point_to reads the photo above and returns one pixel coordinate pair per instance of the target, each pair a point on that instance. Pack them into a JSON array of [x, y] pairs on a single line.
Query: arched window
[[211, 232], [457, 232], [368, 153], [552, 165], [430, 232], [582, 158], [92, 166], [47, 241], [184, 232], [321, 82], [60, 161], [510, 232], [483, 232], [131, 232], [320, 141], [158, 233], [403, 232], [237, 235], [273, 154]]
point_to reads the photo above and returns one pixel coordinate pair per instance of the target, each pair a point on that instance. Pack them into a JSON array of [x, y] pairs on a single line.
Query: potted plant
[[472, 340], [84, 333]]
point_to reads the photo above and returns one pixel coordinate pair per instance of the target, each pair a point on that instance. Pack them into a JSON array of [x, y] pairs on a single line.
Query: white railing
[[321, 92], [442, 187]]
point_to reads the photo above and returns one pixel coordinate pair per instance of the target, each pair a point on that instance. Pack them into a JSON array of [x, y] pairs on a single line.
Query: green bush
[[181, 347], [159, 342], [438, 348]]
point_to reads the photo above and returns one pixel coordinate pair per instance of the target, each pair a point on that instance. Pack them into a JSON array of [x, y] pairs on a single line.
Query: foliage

——————————

### REQUIREMENTS:
Reproduce all of the lines above, substituting "Label" for each occurrence of "Query" and leaving everything else unchanged.

### SOLUTION:
point_to reads the photo above and returns one pixel coordinate pair per instance of the target, each pair a point on that instance. Pack them into a JSON array of [x, y] pairs on a single line.
Label: arched window
[[211, 232], [457, 232], [368, 153], [552, 165], [430, 232], [582, 158], [92, 166], [47, 241], [184, 232], [321, 82], [60, 161], [510, 232], [483, 232], [131, 232], [320, 141], [158, 233], [403, 232], [237, 235], [273, 154]]
point_to reads the photo above and returns one pixel coordinate pair per instance of the target, each pair a point on that instance. Pack them into a JSON array of [x, y] pairs on a single line.
Label: potted plant
[[472, 340], [84, 333]]
point_to reads the photo above and returns one pixel coordinate pair per instance of the target, each pair a point on that instance. Pack them into a JSON array of [x, y] pairs on a single line.
Label: white railing
[[321, 92], [442, 187]]
point_to reads the photo above and returns one pixel coordinate pair per instance of the target, each pair a point on that instance. Pack them into a JSON array of [x, y] pairs on a single line.
Label: green bush
[[181, 347], [159, 342], [438, 348]]
point_to reads the photo above and returns one pixel coordinate pair per instance of the target, each pair a point on that instance. Pack them into a JSON array of [x, y] pairs on a single line.
Label: foliage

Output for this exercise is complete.